** begin Dataset entries **

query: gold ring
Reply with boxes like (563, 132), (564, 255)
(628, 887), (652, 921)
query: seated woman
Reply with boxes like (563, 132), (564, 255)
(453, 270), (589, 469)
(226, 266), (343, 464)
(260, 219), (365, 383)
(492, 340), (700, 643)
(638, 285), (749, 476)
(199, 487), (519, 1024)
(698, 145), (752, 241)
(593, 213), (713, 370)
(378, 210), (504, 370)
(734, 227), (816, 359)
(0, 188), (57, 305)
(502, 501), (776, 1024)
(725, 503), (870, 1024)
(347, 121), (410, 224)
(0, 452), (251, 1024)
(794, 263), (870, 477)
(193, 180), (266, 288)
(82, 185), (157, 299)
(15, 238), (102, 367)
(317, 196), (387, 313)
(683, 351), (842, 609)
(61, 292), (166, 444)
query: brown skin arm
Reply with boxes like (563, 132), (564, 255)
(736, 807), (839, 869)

** end Dataset entries **

Task objective:
Express all of the material as a two-column CSV with the headers prompt_text and box_answer. Each row should pair a "query:" line and the reply-format line after it with the coordinates that follow, each in one quoted field, with line breaks turned into spaces.

Response to this task:
prompt_text,box_answer
"query: gold ring Reply with boxes like (563, 132), (564, 255)","(628, 887), (652, 921)"
"query: seated woman Reply with boxes like (563, 132), (564, 255)","(453, 270), (589, 469) (226, 266), (343, 464) (260, 219), (365, 383) (492, 340), (700, 643) (638, 285), (749, 476) (199, 487), (519, 1024) (698, 145), (752, 241) (593, 213), (713, 370) (378, 210), (504, 370) (734, 227), (816, 359) (0, 188), (57, 305) (502, 501), (776, 1024) (725, 503), (870, 1024) (347, 121), (410, 224) (0, 452), (251, 1024) (794, 263), (870, 477) (193, 180), (266, 288) (82, 185), (157, 299) (15, 238), (102, 367) (317, 196), (387, 313) (683, 351), (842, 609) (61, 292), (166, 444)"
"query: brown skin arm Reply with boxes like (563, 132), (564, 255)","(736, 807), (839, 869)"